───── Data extract

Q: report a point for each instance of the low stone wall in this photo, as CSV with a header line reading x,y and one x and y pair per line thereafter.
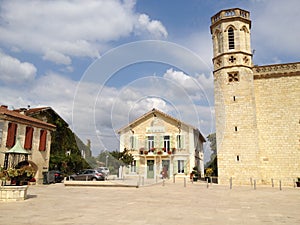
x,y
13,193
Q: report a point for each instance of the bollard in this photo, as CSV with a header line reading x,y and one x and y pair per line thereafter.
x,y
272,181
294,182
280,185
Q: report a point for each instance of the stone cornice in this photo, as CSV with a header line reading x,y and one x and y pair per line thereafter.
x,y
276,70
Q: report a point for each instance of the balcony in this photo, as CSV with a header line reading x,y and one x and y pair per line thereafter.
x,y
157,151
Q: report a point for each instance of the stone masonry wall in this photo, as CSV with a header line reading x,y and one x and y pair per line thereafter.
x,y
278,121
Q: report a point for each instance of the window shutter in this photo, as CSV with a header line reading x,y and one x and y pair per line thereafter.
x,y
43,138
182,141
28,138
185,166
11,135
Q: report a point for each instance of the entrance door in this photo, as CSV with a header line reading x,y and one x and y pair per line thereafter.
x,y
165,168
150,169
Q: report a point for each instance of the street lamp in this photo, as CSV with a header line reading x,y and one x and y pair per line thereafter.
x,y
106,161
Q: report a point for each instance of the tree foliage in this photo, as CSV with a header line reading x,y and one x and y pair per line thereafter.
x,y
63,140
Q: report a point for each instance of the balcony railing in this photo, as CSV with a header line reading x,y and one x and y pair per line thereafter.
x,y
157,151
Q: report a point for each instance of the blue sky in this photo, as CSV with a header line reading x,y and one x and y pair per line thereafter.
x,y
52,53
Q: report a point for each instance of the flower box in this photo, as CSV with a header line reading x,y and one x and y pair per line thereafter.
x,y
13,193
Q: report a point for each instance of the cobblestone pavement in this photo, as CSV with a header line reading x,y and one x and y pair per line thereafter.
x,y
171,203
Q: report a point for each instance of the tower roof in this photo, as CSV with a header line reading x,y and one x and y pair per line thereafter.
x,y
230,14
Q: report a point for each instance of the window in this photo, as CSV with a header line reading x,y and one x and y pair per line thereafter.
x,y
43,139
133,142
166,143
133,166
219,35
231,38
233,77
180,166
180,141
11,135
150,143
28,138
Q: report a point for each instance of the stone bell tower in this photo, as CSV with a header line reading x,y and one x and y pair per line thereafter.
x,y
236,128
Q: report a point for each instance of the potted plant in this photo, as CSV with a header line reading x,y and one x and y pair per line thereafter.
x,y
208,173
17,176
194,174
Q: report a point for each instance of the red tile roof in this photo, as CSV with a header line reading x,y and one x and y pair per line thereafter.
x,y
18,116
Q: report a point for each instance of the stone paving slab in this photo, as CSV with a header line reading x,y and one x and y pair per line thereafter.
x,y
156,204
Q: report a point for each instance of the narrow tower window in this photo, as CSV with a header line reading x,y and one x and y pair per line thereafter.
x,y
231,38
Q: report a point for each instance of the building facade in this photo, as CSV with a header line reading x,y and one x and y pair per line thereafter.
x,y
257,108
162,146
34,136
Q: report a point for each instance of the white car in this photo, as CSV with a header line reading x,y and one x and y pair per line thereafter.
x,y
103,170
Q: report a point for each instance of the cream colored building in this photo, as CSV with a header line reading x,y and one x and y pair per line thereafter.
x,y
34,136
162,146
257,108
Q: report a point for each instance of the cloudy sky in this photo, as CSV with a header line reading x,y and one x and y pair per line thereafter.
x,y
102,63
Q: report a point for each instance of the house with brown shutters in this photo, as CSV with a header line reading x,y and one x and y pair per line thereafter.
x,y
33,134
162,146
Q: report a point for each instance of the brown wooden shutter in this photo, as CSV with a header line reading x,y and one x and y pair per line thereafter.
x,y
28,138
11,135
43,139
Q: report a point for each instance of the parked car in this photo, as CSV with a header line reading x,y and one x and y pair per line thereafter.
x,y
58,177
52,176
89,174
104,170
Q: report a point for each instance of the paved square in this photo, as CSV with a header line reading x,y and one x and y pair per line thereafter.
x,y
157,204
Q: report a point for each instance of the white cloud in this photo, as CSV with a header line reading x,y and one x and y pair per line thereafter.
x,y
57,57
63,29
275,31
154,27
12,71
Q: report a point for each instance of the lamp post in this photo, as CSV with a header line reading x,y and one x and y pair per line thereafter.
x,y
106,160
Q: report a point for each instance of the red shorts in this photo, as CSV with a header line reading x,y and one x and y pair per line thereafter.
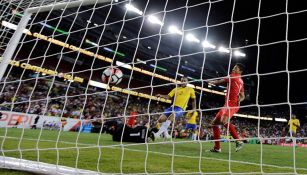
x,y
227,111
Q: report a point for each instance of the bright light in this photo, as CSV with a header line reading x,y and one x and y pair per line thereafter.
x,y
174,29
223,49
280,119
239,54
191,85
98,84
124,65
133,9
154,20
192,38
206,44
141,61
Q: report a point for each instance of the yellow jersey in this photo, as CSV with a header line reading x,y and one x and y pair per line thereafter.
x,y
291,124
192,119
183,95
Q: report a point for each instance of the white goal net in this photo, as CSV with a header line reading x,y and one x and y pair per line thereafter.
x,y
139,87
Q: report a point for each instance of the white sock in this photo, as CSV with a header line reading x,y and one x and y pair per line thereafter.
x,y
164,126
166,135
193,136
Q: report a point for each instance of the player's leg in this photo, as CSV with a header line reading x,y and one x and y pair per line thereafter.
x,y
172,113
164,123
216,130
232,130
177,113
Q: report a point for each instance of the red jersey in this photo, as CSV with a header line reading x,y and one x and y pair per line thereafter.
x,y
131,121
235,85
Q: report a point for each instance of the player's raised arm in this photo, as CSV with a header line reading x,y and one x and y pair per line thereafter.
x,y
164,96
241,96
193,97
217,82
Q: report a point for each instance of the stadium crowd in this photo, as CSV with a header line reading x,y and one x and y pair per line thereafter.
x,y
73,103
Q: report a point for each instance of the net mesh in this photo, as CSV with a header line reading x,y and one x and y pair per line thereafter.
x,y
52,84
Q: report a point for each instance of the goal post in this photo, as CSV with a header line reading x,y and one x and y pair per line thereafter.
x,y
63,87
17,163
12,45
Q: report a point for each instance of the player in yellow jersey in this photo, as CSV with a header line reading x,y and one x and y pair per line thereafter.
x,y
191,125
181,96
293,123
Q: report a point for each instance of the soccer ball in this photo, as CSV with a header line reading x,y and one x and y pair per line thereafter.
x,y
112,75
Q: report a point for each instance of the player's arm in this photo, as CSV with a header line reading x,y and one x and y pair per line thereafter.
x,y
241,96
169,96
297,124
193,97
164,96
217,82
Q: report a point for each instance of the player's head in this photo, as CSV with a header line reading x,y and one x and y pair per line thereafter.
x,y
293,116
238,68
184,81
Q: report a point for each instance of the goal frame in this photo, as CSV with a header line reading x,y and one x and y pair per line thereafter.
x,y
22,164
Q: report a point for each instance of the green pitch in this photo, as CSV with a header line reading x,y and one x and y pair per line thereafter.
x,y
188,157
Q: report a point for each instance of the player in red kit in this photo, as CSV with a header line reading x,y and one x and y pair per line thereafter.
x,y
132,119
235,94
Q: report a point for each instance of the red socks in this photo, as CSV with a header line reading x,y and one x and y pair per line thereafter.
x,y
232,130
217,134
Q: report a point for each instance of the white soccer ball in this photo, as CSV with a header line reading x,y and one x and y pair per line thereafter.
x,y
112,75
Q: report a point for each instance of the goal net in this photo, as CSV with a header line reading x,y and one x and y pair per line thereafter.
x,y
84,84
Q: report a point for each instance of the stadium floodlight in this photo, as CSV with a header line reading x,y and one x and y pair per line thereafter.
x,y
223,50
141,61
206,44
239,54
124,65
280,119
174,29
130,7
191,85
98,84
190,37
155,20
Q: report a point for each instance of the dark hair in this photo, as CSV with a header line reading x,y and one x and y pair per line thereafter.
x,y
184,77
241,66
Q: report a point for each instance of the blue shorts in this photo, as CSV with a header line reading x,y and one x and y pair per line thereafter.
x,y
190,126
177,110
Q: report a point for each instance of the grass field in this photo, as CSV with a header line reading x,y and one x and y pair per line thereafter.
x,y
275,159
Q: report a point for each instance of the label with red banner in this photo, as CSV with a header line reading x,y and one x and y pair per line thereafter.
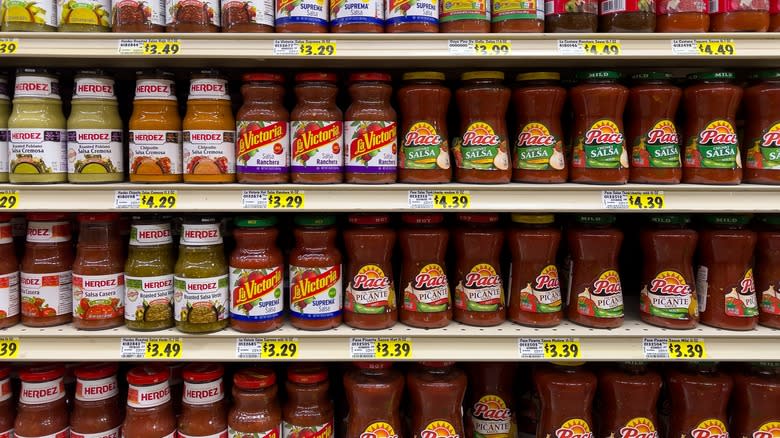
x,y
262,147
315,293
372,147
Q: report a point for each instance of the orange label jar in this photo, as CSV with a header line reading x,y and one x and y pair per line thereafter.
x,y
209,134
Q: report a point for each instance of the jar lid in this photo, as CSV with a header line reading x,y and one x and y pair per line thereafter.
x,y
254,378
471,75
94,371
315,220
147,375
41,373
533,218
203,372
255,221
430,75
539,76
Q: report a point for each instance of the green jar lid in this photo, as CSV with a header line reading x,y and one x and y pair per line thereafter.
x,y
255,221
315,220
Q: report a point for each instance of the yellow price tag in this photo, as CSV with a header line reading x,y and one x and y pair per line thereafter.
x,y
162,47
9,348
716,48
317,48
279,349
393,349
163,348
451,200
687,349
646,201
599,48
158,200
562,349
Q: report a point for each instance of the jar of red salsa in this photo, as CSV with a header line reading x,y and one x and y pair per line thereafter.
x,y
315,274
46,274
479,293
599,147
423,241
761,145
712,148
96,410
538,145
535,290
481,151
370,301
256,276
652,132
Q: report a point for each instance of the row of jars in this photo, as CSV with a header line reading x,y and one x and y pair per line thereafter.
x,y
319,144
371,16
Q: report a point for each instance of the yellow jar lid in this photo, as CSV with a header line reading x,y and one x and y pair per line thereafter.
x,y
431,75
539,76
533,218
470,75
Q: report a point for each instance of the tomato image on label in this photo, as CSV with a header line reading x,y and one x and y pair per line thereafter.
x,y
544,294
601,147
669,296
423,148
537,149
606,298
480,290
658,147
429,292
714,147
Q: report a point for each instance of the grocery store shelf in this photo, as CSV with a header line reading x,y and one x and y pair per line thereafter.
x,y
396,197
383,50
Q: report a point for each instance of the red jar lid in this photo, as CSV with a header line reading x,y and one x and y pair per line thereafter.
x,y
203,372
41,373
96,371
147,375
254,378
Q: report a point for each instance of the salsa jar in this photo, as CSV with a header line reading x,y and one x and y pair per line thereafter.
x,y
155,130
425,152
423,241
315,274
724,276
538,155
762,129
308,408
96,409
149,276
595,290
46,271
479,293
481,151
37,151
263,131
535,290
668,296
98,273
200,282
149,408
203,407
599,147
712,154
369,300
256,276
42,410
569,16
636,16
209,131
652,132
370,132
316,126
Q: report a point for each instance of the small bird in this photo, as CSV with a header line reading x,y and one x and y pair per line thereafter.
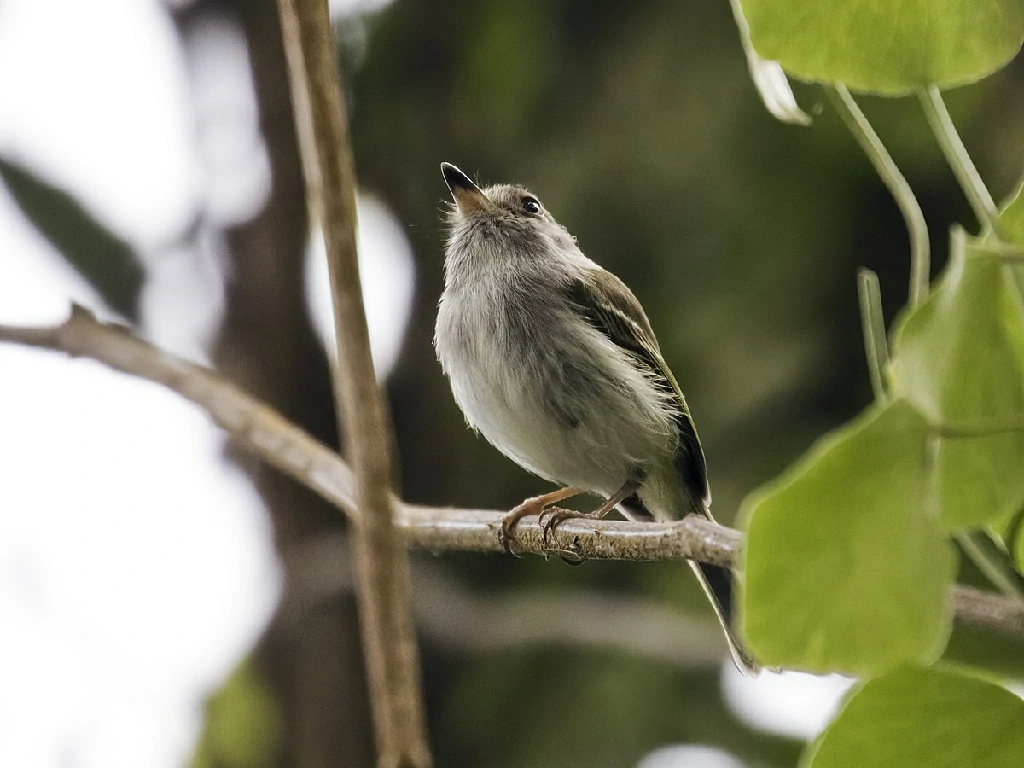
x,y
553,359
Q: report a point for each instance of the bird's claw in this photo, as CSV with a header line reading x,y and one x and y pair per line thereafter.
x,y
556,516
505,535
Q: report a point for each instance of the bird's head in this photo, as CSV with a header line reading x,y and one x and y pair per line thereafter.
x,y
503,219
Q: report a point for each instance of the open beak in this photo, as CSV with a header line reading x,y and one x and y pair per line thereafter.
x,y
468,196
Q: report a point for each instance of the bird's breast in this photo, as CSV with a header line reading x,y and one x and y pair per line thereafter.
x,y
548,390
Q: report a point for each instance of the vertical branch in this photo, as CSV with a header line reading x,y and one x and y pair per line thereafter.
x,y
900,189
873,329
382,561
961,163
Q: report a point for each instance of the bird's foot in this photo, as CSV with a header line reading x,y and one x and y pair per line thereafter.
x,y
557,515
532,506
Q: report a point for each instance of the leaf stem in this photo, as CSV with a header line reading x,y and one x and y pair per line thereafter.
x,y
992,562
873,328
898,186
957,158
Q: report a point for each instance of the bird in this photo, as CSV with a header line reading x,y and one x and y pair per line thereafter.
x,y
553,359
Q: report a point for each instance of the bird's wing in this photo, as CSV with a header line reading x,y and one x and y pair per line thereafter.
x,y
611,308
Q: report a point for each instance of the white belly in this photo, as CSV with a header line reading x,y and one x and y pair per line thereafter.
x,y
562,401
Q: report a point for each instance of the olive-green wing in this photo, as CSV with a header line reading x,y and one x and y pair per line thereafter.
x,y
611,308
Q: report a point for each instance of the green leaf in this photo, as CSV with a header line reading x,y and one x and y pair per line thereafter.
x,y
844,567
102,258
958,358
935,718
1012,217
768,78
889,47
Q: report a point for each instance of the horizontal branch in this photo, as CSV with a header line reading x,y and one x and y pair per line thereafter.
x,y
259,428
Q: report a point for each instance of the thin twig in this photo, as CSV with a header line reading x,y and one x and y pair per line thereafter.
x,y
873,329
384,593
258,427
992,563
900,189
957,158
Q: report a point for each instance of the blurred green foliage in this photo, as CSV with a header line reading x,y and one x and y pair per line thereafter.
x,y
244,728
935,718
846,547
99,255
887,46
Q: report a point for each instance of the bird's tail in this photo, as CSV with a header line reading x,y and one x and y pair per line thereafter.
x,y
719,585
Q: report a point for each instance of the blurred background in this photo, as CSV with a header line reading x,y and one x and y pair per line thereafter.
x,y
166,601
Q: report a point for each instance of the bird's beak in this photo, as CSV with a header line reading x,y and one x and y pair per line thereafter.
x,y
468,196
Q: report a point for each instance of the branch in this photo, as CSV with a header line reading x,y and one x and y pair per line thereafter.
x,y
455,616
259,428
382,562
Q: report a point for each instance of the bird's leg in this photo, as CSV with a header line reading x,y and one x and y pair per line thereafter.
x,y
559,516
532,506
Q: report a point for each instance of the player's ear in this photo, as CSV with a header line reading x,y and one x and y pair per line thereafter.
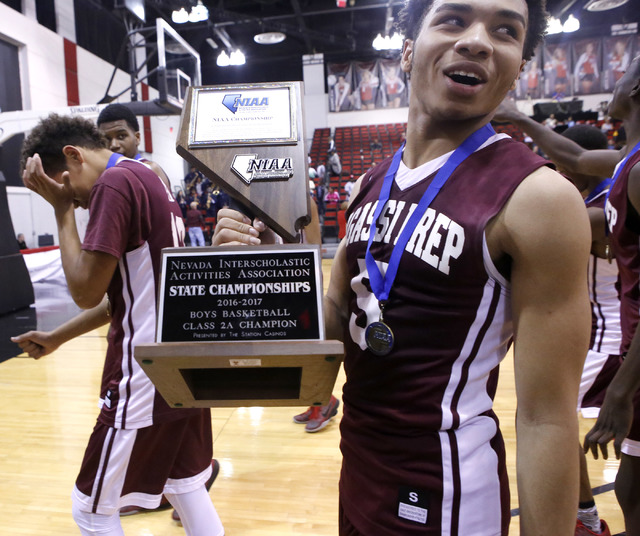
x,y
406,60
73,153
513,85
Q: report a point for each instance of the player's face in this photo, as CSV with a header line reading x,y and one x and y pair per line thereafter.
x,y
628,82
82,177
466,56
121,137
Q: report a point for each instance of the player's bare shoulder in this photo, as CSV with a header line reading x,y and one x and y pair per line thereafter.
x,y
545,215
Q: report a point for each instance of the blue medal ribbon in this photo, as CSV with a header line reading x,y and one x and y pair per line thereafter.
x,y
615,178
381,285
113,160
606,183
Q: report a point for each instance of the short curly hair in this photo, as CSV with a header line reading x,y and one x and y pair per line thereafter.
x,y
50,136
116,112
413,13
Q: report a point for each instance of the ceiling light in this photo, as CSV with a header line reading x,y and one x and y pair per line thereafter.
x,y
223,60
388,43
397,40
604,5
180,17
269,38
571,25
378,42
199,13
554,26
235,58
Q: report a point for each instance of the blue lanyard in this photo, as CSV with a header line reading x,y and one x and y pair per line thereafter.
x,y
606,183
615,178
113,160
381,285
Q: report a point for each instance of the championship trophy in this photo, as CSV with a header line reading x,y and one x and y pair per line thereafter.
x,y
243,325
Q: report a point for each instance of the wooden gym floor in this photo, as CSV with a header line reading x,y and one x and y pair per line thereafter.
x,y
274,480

──────────

Please print, unchanged, the lines from the one holding "Q: report a point for each instance of the championship" through the last line of the listing above, including both and omitting the rest.

Task response
Q: report a point for each instance of the championship trophy in this photo, as CSV with a header line reading x,y and one x and y pair per line thereafter.
x,y
243,325
Q: report a point for each instance of the wooden gym floor in this photo, as CSV with a header line reading x,y and one x and y pair per line thereafter.
x,y
274,480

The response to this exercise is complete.